▸ INFORMATION SUPPLIED:
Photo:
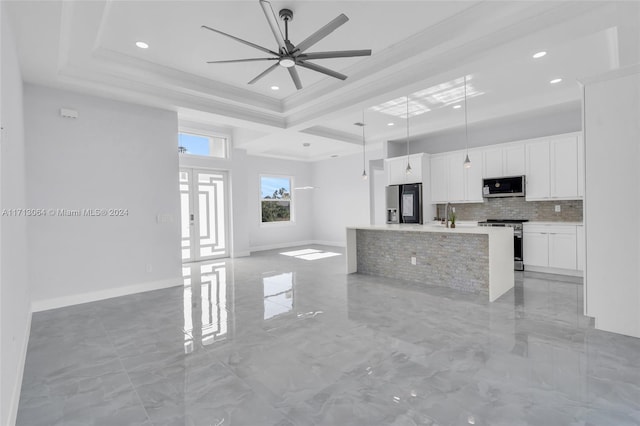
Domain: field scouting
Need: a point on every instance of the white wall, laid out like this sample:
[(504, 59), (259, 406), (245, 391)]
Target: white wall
[(612, 202), (15, 312), (115, 155), (341, 198)]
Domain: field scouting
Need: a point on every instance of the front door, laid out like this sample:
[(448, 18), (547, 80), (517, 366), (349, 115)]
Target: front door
[(203, 202)]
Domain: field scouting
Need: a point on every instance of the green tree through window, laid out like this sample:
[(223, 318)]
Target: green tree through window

▸ YOUR INSTRUCTIONS:
Quote all of the items above word for word, but leave the pictures out.

▸ EXERCISE SOLUTION:
Photo:
Domain: field scouting
Need: a point on every instance of the white wall, laid out like this sample:
[(504, 59), (259, 406), (245, 391)]
Target: white wall
[(612, 202), (15, 312), (115, 155), (341, 198)]
Domain: field scouting
Need: a point on every instance of the front door, laid out like this sample:
[(448, 18), (547, 80), (517, 366), (349, 115)]
Target: front door
[(203, 202)]
Domain: field scouting
Need: a point on every instance of the green tree through window, laid out like this sample:
[(223, 318)]
Target: green tree through window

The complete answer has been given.